**AIM 1**
Can you find every line in the records that contains the word "parts" and copy each of those lines? Case counts.

**SOURCE DOCUMENT**
--
Re: [xsl] Finding first difference between 2 text strings

Subject: Re: [xsl] Finding first difference between 2 text strings
From: Dimitre Novatchev <dnovatchev@xxxxxxxxx>
Date: Fri, 11 Sep 2009 13:46:02 -0700
On Thu, Sep 10, 2009 at 7:10 AM,  <mlcook@xxxxxxxxxx> wrote:
> The XSLT function "compare" will compare 2 strings and indicate which is
> alphabetically first.


Here is a binary search solution in XPath 2.0 :)


The transformation below:

<xsl:stylesheet version="2.0"
	xmlns:xsl="http://www.w3.org/1999/XSL/Transform";
	xmlns:xs="http://www.w3.org/2001/XMLSchema";
	xmlns:f="http://fxsl.sf.net";
	>
	<xsl:output method="text"/>

	<xsl:template match="/">
	   <xsl:sequence select="f:fstDiff('abcde', 'abceefg')"/>
	</xsl:template>

  <xsl:function name="f:fstDiff" as="xs:double">
    <xsl:param name="pS1" as="xs:string"/>
    <xsl:param name="pS2" as="xs:string"/>

    <xsl:sequence select=
     "for $len in min((string-length($pS1), string-length($pS2))),
          $comleteMatchResult in $len +1,
          $leftResult in f:auxFstDiff(substring($pS1, 1, $len),
                                      substring($pS2, 1, $len)
                                      )
        return
           min(($leftResult, $comleteMatchResult))
     "/>
  </xsl:function>

  <xsl:function name="f:auxFstDiff" as="xs:double">
    <xsl:param name="pS1" as="xs:string"/>
    <xsl:param name="pS2" as="xs:string"/>

    <xsl:sequence select=
     "for $len in string-length($pS1)
       return
          if($len eq 1)
             then 1 + number($pS1 eq $pS2)
             else
               for $halfLen in $len idiv 2,
                   $leftDiffPos in f:auxFstDiff(substring($pS1,1,$halfLen),
                                                substring($pS2,1,$halfLen)
                                                )
                return
                  if($leftDiffPos le $halfLen)
                    then $leftDiffPos
                    else $leftDiffPos +
f:auxFstDiff(substring($pS1,$halfLen+1),
                                                     substring($pS2,$halfLen+
1)
                                                     )
                                      - 1

     "/>
  </xsl:function>
</xsl:stylesheet>

when applied on any XML source document (not used), returns the correct
answer:

4

Because this is theoretically O(log2(N)), expect this transformation
to perform (hopefully) dramatically faster than the linear search,
given long enough strings.
--
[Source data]
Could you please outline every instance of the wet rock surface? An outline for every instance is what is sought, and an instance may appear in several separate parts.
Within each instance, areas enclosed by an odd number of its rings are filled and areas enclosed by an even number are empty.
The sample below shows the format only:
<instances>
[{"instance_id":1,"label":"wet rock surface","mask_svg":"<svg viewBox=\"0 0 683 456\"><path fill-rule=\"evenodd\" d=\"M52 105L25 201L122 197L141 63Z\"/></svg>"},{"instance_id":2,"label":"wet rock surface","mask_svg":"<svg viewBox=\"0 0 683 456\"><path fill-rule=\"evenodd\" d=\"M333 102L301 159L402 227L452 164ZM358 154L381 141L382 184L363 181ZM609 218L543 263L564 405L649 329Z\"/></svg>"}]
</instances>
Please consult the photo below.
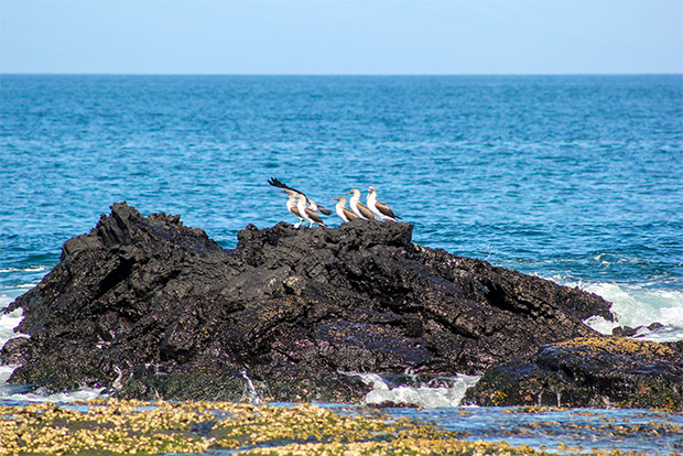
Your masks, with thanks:
<instances>
[{"instance_id":1,"label":"wet rock surface","mask_svg":"<svg viewBox=\"0 0 683 456\"><path fill-rule=\"evenodd\" d=\"M491 367L464 403L683 410L681 344L600 336Z\"/></svg>"},{"instance_id":2,"label":"wet rock surface","mask_svg":"<svg viewBox=\"0 0 683 456\"><path fill-rule=\"evenodd\" d=\"M411 242L408 224L281 222L221 249L178 216L115 204L22 307L11 382L120 397L358 401L348 372L483 373L612 319L576 289ZM256 391L256 392L254 392Z\"/></svg>"}]
</instances>

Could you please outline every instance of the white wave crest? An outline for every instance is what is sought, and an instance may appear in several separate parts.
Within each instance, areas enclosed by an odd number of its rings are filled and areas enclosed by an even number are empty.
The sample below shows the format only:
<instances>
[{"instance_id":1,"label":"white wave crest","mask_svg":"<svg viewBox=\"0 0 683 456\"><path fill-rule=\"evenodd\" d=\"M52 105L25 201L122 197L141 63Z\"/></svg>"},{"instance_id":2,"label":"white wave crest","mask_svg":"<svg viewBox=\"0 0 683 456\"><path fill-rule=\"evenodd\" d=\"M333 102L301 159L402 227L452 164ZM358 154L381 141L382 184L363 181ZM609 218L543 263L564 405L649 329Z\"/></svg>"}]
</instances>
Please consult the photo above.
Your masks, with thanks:
<instances>
[{"instance_id":1,"label":"white wave crest","mask_svg":"<svg viewBox=\"0 0 683 456\"><path fill-rule=\"evenodd\" d=\"M666 340L683 339L683 292L679 290L651 289L646 285L630 285L617 283L578 283L584 291L595 293L612 303L611 313L616 322L607 322L603 317L593 316L584 323L593 329L611 334L617 326L649 326L652 323L664 325ZM652 336L641 332L639 336L658 341L663 337L662 330L659 336Z\"/></svg>"},{"instance_id":2,"label":"white wave crest","mask_svg":"<svg viewBox=\"0 0 683 456\"><path fill-rule=\"evenodd\" d=\"M347 372L347 374L358 377L372 387L372 391L365 397L364 404L389 402L425 409L458 406L465 397L465 391L474 387L480 378L480 376L457 374L440 378L436 382L412 382L413 384L399 384L392 388L378 373Z\"/></svg>"}]
</instances>

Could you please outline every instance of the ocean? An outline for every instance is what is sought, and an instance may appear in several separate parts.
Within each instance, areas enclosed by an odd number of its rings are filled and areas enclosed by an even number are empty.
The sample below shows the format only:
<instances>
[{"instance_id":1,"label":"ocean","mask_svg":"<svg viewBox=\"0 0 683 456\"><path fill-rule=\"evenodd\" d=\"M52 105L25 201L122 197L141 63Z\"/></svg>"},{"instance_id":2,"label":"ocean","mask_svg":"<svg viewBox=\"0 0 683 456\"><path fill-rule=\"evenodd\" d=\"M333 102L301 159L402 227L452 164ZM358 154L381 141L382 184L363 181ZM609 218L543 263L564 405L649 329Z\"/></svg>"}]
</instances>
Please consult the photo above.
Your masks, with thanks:
<instances>
[{"instance_id":1,"label":"ocean","mask_svg":"<svg viewBox=\"0 0 683 456\"><path fill-rule=\"evenodd\" d=\"M373 185L414 242L594 292L605 334L683 339L681 75L0 75L0 308L115 202L225 248L295 222L274 176L330 208Z\"/></svg>"}]
</instances>

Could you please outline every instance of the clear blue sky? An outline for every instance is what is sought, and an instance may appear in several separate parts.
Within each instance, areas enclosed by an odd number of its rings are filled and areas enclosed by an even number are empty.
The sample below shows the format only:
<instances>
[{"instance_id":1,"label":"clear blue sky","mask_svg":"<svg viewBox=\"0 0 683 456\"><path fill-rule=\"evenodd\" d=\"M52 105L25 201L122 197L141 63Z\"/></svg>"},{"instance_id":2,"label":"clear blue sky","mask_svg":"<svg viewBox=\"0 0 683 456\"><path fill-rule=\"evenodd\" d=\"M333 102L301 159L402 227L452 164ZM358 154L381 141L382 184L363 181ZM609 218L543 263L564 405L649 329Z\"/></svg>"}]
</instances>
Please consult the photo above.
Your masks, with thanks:
<instances>
[{"instance_id":1,"label":"clear blue sky","mask_svg":"<svg viewBox=\"0 0 683 456\"><path fill-rule=\"evenodd\" d=\"M2 73L683 73L683 0L0 2Z\"/></svg>"}]
</instances>

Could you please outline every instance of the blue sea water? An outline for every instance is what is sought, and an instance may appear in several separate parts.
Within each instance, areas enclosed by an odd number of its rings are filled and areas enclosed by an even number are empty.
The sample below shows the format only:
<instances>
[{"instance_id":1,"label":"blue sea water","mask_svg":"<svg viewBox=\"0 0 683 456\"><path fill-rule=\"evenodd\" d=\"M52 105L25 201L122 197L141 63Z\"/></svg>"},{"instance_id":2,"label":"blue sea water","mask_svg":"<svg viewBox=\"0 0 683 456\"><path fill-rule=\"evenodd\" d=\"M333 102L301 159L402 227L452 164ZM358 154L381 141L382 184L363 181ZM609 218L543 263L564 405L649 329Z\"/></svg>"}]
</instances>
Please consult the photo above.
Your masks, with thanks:
<instances>
[{"instance_id":1,"label":"blue sea water","mask_svg":"<svg viewBox=\"0 0 683 456\"><path fill-rule=\"evenodd\" d=\"M0 108L0 307L115 202L226 248L294 222L275 176L329 207L373 185L418 243L683 339L681 75L1 75ZM21 315L3 318L0 343Z\"/></svg>"}]
</instances>

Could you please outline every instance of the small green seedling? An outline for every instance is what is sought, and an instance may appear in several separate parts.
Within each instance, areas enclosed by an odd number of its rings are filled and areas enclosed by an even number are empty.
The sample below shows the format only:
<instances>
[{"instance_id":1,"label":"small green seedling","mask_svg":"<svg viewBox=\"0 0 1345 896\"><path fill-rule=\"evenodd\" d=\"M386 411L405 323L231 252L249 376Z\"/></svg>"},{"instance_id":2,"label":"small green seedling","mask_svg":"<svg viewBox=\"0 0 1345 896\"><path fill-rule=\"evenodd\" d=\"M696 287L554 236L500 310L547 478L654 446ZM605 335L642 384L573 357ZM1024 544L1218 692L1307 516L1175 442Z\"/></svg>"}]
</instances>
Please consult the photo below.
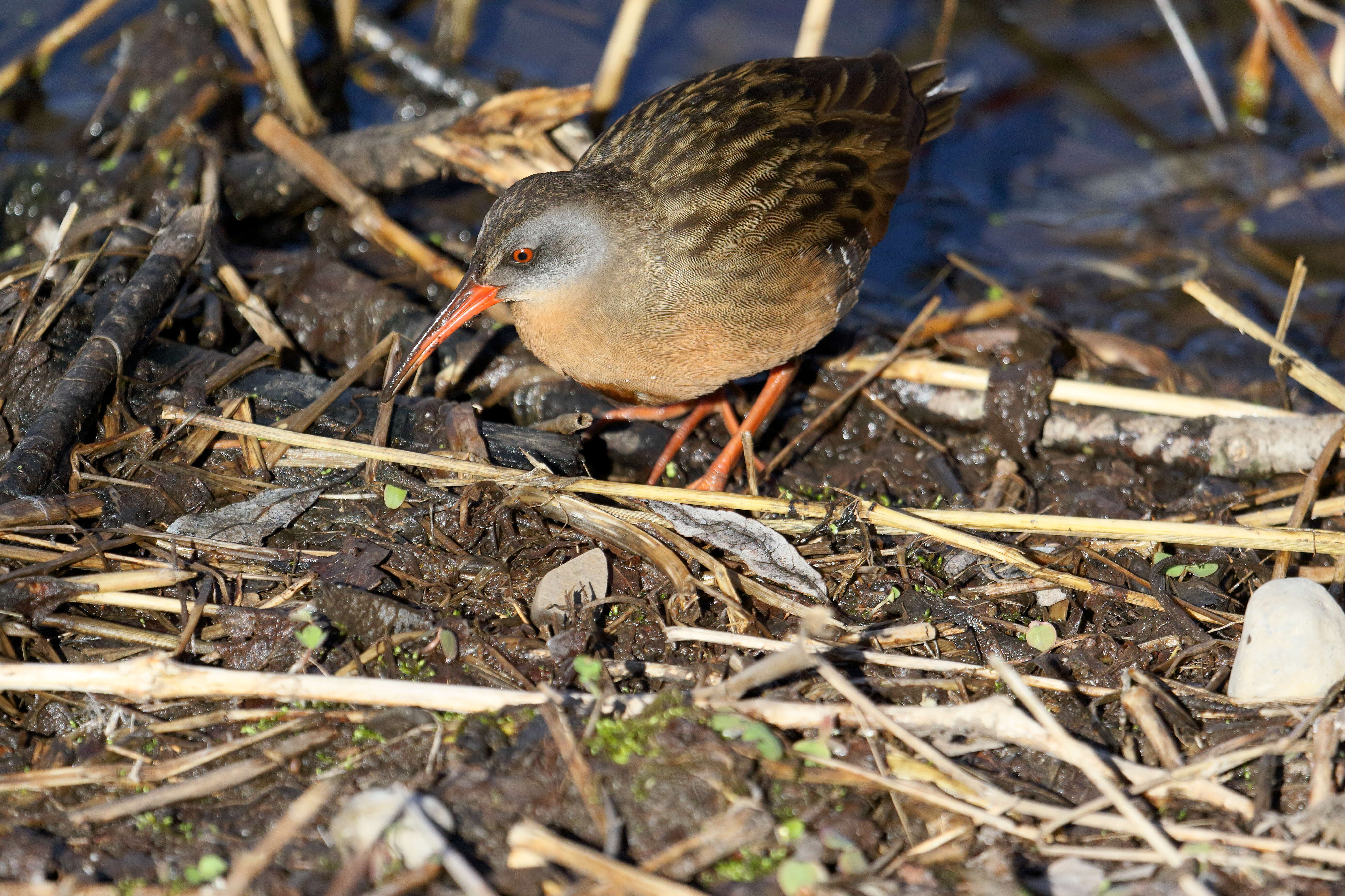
--
**AIM 2**
Duplicate the text of the XSLT string-comparison post between "Because this is" and "long enough strings.", inclusive.

**WRITTEN RESPONSE 1**
Could you please outline every instance of the wet rock surface? An outline for every instance is what is sought, and an instance may appear in several separate parts.
Could you please outline every instance of the white wave crest? An outline for every instance is what is sought, and an instance may appear in several separate parts.
Could you please outline every instance of the ocean? An outline for every instance is what is sought, and an instance may appear in several separate parts.
Could you please outline every instance of the clear blue sky? An outline for every instance is what is sought, and an instance may appear in several separate parts.
Could you please outline every instance of the blue sea water? An outline for every instance is what is sought, and an instance may appear in several separate parts.
Could you please outline every instance of the small green seedling? An outline for every instance is what is sought, and an instance may appear in several separate parts.

**WRITTEN RESPONSE 2**
Because this is theoretically O(log2(N)), expect this transformation
to perform (hopefully) dramatically faster than the linear search,
given long enough strings.